▶ **Task requirements**:
Reproduce all entries precisely as they are written.

▶ **Material for this exercise**:
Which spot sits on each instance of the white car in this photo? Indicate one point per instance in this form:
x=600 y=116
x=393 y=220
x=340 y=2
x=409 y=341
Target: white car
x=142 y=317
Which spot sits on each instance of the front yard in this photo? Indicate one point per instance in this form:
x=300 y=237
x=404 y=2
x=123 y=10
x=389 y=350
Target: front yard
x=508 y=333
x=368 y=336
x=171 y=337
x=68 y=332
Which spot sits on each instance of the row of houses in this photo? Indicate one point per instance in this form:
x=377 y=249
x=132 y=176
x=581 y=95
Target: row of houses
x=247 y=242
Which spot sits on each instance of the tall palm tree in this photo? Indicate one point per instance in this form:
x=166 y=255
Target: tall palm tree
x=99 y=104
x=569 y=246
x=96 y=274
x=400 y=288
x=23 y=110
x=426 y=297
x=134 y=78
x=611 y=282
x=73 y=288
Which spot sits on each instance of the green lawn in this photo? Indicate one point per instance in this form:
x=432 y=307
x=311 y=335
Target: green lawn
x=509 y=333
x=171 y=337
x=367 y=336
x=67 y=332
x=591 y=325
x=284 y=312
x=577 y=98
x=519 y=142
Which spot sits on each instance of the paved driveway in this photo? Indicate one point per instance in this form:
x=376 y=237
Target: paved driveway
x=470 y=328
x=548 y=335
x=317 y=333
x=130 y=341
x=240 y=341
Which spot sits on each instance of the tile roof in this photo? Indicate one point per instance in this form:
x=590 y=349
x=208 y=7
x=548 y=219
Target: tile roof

▶ **Response**:
Which spot sits on each instance of the white car in this photo? Indicate one point per instance in this form:
x=600 y=116
x=393 y=220
x=340 y=2
x=409 y=341
Target: white car
x=142 y=317
Which spot sits on each instance of the front yard in this photo? Indicate one point per instance in this form:
x=300 y=237
x=404 y=2
x=123 y=10
x=389 y=350
Target: front yard
x=508 y=333
x=368 y=336
x=171 y=337
x=68 y=332
Which spot sits on each instance of the row of houses in this photo? Indicate one point per instance in this form:
x=377 y=249
x=132 y=176
x=581 y=95
Target: row of houses
x=247 y=242
Which spot sits on each instance of the tall palm tree in this photo? Indicate one point per instance in this form:
x=166 y=255
Target: tall palm tree
x=99 y=104
x=569 y=246
x=96 y=274
x=400 y=288
x=23 y=110
x=426 y=297
x=134 y=78
x=611 y=282
x=73 y=288
Which spot sits on each instance of the green lawn in this photo? Indicate one point per instance in this form:
x=432 y=307
x=311 y=335
Target: green lawn
x=509 y=333
x=171 y=337
x=367 y=336
x=67 y=332
x=591 y=325
x=284 y=312
x=577 y=98
x=519 y=142
Which spot sits on each instance of the paved driveway in this photo? Indicate one point per instance in this form:
x=376 y=237
Target: paved driveway
x=470 y=328
x=548 y=335
x=317 y=333
x=130 y=341
x=240 y=341
Which spot sits on each instance of the tile roof in this photo? Indicate one point per instance in this form:
x=590 y=349
x=208 y=7
x=548 y=219
Target: tile roof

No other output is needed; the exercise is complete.